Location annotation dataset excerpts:

--- begin ---

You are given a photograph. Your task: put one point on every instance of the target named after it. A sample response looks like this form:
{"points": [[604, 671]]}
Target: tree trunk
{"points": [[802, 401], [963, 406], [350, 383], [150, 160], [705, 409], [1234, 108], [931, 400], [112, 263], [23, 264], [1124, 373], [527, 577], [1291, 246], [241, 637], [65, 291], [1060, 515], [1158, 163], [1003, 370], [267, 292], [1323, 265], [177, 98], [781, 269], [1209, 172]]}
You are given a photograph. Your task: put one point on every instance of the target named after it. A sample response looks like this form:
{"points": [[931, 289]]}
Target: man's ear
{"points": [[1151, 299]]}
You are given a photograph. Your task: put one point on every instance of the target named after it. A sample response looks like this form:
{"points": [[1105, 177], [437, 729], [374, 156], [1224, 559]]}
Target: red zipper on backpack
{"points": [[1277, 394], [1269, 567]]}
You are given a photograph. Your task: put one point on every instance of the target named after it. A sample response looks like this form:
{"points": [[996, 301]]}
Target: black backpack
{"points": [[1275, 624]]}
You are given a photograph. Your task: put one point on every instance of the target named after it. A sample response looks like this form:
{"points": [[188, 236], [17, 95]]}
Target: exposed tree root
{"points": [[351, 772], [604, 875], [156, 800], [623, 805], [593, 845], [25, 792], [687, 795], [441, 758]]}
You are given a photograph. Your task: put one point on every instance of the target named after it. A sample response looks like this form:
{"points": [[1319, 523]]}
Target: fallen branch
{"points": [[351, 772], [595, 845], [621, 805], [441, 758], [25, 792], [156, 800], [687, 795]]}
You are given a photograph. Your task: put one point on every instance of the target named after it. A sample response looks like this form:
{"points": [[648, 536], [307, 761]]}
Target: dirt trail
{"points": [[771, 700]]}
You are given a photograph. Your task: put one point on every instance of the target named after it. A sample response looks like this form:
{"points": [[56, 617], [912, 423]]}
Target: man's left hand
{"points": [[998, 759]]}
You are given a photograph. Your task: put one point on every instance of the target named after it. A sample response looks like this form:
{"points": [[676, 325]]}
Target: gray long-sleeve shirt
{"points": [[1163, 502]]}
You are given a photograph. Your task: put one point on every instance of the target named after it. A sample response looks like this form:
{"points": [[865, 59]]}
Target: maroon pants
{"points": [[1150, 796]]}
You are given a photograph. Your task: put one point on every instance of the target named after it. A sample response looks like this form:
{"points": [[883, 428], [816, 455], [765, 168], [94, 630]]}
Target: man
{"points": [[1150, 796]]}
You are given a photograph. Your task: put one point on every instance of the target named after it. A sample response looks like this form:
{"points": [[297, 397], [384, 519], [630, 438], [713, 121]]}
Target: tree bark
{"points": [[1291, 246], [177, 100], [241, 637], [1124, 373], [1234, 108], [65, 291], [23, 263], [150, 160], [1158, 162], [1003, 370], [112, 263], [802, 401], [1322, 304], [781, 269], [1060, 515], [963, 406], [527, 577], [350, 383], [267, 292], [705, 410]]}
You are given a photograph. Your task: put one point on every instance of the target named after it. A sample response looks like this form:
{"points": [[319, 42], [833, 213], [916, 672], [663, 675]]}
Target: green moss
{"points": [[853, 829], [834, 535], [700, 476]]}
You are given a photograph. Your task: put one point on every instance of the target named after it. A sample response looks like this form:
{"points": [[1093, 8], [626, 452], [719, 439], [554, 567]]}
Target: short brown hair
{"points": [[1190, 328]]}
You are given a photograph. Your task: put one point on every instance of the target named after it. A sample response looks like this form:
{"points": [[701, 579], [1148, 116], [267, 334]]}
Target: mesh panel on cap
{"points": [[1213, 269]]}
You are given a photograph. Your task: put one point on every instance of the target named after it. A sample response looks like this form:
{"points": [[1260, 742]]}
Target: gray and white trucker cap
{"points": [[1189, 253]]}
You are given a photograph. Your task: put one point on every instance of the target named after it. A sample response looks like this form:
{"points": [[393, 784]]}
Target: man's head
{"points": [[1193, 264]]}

--- end ---

Please set down each line of the records exactly as given.

▶ **Output for this task**:
You are given a photograph. Your task: put one point on every instance of the target named after it. A sample response looks like this form:
{"points": [[604, 671]]}
Target: tree trunk
{"points": [[802, 401], [963, 406], [350, 383], [150, 160], [705, 409], [1234, 108], [931, 400], [112, 263], [23, 264], [1124, 373], [527, 577], [1291, 246], [241, 637], [65, 291], [1060, 515], [1158, 163], [1003, 370], [267, 292], [1323, 265], [177, 98], [781, 269], [1209, 172]]}
You are given a photograph. Your task: put one point on every instance of the target named after it. A sample response looks like this form:
{"points": [[931, 289]]}
Target: man's ear
{"points": [[1151, 299]]}
You are given a photograph. Your task: put one point on every instance of the target named after it. A sample response looks like this form:
{"points": [[1105, 177], [437, 729], [374, 156], [1224, 559]]}
Target: red zipper on backpack
{"points": [[1277, 394], [1269, 567]]}
You are given a photograph. Your task: put one point on every instance of the target named after it. A sample response looks like this form:
{"points": [[996, 301]]}
Target: black backpack
{"points": [[1275, 624]]}
You are given a photograph. Your task: put one point on every instance of the target named after it. A sample response looks like this form:
{"points": [[188, 236], [17, 95]]}
Target: exposed tree root
{"points": [[351, 772], [604, 875], [156, 800], [623, 805], [593, 845], [25, 792], [687, 795], [441, 758]]}
You are given a photograph. Your task: put one point on every instance of the target named after it. A sample response looks like this form:
{"points": [[1319, 523]]}
Target: fallen branch
{"points": [[351, 772], [595, 845], [621, 805], [441, 758], [25, 792], [156, 800], [687, 795]]}
You are given a photograph. Your task: put one point on every instance of the target named after it. A sample response looks like this form:
{"points": [[648, 536], [307, 761]]}
Target: dirt trail
{"points": [[771, 700]]}
You are given a photograph. Your task: put one point on every instance of the target named after it. A sample response looks like this form:
{"points": [[56, 617], [912, 423]]}
Target: man's left hand
{"points": [[998, 759]]}
You are given a photograph. Your task: put one point on every instance of the target named after it. A sample response looks like this form:
{"points": [[676, 325]]}
Target: gray long-sleeve shirt
{"points": [[1163, 502]]}
You are given a photograph. Your task: put one point on every instance of the target named after it. A sample response looks like this form:
{"points": [[865, 59]]}
Target: maroon pants
{"points": [[1150, 796]]}
You are given a photograph. Your task: put one point on every instance of the target named after it. A sample response looks like this form:
{"points": [[883, 428], [816, 455], [765, 168], [94, 630]]}
Target: man
{"points": [[1150, 796]]}
You are given a photograph. Your task: put one point on every instance of the target named after it. A sample response looks like this form:
{"points": [[297, 397], [384, 519], [630, 438], [713, 121]]}
Target: tree bark
{"points": [[1291, 246], [177, 100], [241, 637], [1124, 373], [1234, 108], [65, 291], [23, 263], [150, 160], [1158, 162], [1003, 370], [112, 263], [802, 401], [1322, 304], [781, 269], [1060, 515], [963, 406], [527, 577], [350, 383], [267, 292], [705, 410]]}
You are given a photograph. Your task: put one point on every instance of the target named after it. A sample response looks like this form:
{"points": [[319, 42], [833, 213], [916, 672], [663, 675]]}
Target: green moss
{"points": [[853, 829], [834, 535], [700, 476]]}
You are given a photograph. Your task: put one point on every instance of the target named after it. A sample response looks like this form:
{"points": [[1093, 8], [626, 452], [719, 439], [554, 567]]}
Target: short brown hair
{"points": [[1190, 328]]}
You are given a photograph. Your task: put one point on every instance of the target named after it. A sample response looks like this form:
{"points": [[701, 579], [1148, 116], [267, 334]]}
Target: mesh panel on cap
{"points": [[1213, 269]]}
You are given a photograph. Your task: put one point on every instance of the target named after it. A sample response looks like this form:
{"points": [[1260, 742]]}
Target: gray and white trucker cap
{"points": [[1189, 253]]}
You are given a photograph. Your task: put one point on every instance of the target named after it. A sample response looks like this form:
{"points": [[393, 784]]}
Target: man's head
{"points": [[1193, 264]]}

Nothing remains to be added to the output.